• **WHAT TO WORK ON**
Could you write out, word for word, only the lines from the one containing "Put a dot on each instance of the pale" through the last line of the data below?

===== RECORDS FOR THE TASK

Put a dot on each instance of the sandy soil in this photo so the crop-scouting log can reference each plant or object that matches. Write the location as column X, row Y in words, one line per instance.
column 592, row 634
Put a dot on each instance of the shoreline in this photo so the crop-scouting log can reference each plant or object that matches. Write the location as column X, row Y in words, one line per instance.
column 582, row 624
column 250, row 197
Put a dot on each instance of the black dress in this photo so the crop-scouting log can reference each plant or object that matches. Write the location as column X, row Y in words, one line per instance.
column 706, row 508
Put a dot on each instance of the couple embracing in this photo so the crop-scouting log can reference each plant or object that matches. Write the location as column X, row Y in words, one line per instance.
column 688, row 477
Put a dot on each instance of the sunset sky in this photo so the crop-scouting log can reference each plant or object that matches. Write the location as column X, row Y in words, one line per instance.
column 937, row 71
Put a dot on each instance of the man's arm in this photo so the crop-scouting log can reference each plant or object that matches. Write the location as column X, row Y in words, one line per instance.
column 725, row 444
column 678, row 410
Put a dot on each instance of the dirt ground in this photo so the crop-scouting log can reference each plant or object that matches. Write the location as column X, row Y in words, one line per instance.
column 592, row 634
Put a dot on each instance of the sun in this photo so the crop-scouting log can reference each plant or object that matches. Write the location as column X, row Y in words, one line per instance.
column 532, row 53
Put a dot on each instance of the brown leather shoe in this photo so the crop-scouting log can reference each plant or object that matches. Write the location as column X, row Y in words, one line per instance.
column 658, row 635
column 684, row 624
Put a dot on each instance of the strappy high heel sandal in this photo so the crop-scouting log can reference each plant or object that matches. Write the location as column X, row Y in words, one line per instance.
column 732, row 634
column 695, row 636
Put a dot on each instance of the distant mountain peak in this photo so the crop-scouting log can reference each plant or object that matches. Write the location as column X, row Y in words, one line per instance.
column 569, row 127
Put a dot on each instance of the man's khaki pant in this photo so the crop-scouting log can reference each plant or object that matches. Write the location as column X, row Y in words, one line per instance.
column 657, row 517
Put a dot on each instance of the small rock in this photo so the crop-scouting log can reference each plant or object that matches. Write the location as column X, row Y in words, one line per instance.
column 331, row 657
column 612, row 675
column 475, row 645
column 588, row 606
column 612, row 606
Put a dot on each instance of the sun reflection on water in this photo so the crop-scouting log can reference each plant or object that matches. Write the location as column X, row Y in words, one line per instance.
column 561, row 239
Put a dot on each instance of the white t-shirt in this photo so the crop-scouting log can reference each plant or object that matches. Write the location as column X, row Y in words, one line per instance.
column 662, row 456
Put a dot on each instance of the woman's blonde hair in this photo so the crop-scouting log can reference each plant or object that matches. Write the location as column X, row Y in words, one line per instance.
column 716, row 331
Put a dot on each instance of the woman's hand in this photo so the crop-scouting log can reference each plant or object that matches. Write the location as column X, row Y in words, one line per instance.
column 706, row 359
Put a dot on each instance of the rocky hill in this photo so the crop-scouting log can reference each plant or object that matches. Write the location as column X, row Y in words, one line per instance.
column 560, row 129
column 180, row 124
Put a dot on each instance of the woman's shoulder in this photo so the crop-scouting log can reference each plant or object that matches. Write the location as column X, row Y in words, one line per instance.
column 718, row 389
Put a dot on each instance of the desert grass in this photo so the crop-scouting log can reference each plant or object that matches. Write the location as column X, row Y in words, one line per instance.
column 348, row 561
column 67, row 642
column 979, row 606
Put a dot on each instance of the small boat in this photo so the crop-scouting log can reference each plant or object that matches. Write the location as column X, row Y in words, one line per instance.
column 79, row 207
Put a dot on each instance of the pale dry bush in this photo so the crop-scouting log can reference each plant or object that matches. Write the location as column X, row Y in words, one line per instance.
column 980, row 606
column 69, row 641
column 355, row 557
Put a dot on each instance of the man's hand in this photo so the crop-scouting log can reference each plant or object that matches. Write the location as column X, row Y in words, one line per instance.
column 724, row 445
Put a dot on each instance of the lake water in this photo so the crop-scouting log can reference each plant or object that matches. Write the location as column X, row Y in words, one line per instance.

==========

• **EXPECTED OUTPUT**
Put a dot on each instance of the pale dry bush in this photo so the crop-scouting log can reference each plant or object that matches. Write the location as column X, row Y in words, one line per instance.
column 980, row 606
column 69, row 641
column 355, row 557
Put a dot on each instance of the man's hand in this photo so the crop-scouting log can reference each plant or object that matches. Write the location as column X, row Y in words, one line per instance.
column 724, row 445
Put a dot on each instance of the lake water in this photo so the crop-scouting log can reference each plant or object that matches. Write the location as column X, row Y in words, one line per instance.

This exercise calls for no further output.